[Task instructions]
- 1) Output the text about Bank of America from "Bank of America and" up to and including "of cackling cruelty.".
- 2) Pick up the text about Bank of America after its last sentence and keep writing it.

[Passage given]
══════════

The bank employees somehow managed not to give Mr. Valdez the finger, though the supervisor did sneeringly suggest he just open up an account so they could figure out even more creative ways to victimize him. Bank of America, every one of its customers knows, would have far more latitude in torturing Mr. Valdez as a customer.  He demurred, of course, recognizing he was being taunted by sadists.

Bank of America and its subsidiaries like MBNA are a plexus of criminal enterprises beyond contempt, a wanton cabal of grafting, scheming monsters bent on one thing: fee and fine the living fuck out of every depositor until they smarten the fuck up and quit this criminal enterprise for a real bank. If there were ever an event that should drive you from Bank of America to a real bank it is this event, this grotesque moment of cackling cruelty.

Go to this page: Bank, Thrift and Credit Union Ratings.

Use the search engine to find thrifts and credit unions near you with four and five star safety and soundness ratings. Ask your friends about the thrifts and credit unions they patronize in your area and look up their ratings.  Make sure your accounts are not tied into a plan or service scheme that subjects your or your family members’ accounts to dependencies of deposit levels. If so, organize a complete family migration plan and count on being fucked over for final fees and threats by this sick and twisted institution.

Make sure all your old checks have cleared. Open checking account at the new institution with a check from Bank of America, the last one you will ever write and wait a week before you write on the new account, at least, as Bank of America is as slow and incompetent as it is cruel and sadistic. Wait until your CDs mature and make a big show of arriving at the bank on the day of maturity to tell the managers what an evil shithouse of a bank it is and how glad you are to be through with it and how much you love working with a real bank.

24 Comments

a story:

a couple of years ago after living in LA and banking at BofA for about 10 or 12 years I took a job in Canada. I left the account open at BofA because my line of work (film) requires usually returning to LA. I left a couple a hundred bucks in the account and thought no more of it.

══════════

[Stored data]

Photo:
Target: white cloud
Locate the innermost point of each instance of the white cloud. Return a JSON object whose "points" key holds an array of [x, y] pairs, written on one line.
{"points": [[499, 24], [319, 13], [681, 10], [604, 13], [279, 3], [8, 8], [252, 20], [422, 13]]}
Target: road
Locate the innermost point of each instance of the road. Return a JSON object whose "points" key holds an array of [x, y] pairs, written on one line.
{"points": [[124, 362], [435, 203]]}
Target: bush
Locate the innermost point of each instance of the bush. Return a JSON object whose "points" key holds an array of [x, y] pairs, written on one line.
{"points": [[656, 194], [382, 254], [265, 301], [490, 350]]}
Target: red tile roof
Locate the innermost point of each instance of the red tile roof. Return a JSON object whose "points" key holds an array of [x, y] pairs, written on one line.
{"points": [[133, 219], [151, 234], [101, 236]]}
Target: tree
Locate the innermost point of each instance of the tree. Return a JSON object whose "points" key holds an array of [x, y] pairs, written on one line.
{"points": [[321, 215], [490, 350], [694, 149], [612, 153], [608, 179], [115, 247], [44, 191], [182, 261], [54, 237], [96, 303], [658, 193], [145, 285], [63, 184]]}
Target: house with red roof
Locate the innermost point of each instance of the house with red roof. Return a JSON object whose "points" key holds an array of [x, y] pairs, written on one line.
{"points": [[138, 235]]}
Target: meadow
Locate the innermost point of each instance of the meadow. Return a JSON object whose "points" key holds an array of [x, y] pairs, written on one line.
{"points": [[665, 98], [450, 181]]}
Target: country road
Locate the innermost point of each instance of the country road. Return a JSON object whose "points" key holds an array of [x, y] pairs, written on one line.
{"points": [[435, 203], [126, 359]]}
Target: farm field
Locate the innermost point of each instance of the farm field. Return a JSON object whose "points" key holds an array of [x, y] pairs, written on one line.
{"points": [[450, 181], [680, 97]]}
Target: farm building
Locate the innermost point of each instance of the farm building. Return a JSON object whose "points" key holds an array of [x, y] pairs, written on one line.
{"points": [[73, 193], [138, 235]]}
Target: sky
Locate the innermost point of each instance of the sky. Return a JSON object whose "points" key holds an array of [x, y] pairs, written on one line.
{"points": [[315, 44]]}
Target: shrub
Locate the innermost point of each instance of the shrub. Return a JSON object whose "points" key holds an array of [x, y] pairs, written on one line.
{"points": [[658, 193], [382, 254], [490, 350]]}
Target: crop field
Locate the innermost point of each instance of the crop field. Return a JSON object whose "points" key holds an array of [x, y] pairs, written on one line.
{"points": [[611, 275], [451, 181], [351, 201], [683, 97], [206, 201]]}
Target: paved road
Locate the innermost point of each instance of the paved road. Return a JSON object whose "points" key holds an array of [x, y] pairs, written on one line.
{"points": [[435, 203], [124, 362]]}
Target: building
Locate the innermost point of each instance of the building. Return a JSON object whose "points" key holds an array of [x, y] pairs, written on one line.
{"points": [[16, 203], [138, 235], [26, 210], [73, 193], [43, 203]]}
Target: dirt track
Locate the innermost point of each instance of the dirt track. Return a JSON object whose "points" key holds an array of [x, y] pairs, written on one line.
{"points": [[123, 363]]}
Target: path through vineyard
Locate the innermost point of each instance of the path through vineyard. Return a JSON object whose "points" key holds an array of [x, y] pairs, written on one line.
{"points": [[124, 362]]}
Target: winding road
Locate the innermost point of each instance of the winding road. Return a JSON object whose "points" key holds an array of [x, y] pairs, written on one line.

══════════

[Written answers]
- 1)
Bank of America and its subsidiaries like MBNA are a plexus of criminal enterprises beyond contempt, a wanton cabal of grafting, scheming monsters bent on one thing: fee and fine the living fuck out of every depositor until they smarten the fuck up and quit this criminal enterprise for a real bank. If there were ever an event that should drive you from Bank of America to a real bank it is this event, this grotesque moment of cackling cruelty.

- 2)
several months later being short of cash I thought I would get a few bucks from the BofA account. the machine ate my card. I went home and called BofA to find out what was up.
this is what was up:
for the whole time I banked at BofA I had an automatic transfer of funds from checking to savings of 100.00 per week. I had completely forgotten about this. it turns out that for the entire time I had been in canada BofA had been attempting to transfer 100.00 per week from my now empty checking account to my now empty savings account and charging me an overdraft fee every time. oh yes, and they had been mailing overdraft notices to an old address in LA which I had not even done a forwarding address from.
the result was that not only had they emptied my checking account of all the money I left but with interest and penalties I owed BofA almost 6,000 bucks. my jaw literally hit the floor. they would not even discuss REDUCING the amount I owed them.
the conversation ended with me promising the nice lady that hell would freeze over before I gave them one red fucking cent.
ulitmately I ended up doing a bankruptcy almost entirely for the purpose of screwing BofA out of their 6,000 bucks.
I have never regretted that decision for one minute.
BofA, I hope you are reading this and btw fuck you and the horse you rode in on.

@Capt Howdy: It is a monstrously incompetent and wanton bank. This is how they make their money: crushing customers in an out of control system and making them pay for the abuse.

the woman I initially spoke with did seem absolutely gleeful at my situation.
I managed to get her name and later called back (after clearing barkruptcy) and left a message for her asking how she liked my solution.

@Capt Howdy: And really, this is no better reason for them to continue carrying the proud trademark of being “America’s Bank”. In Guatemala 20+ years ago they had a branch right next to the Banco del Ejercito, or Bank of the Army. Sometimes I’d stand on the corner, looking at them both thinking “choices, choices”. The tellers were better looking at el Ejercito.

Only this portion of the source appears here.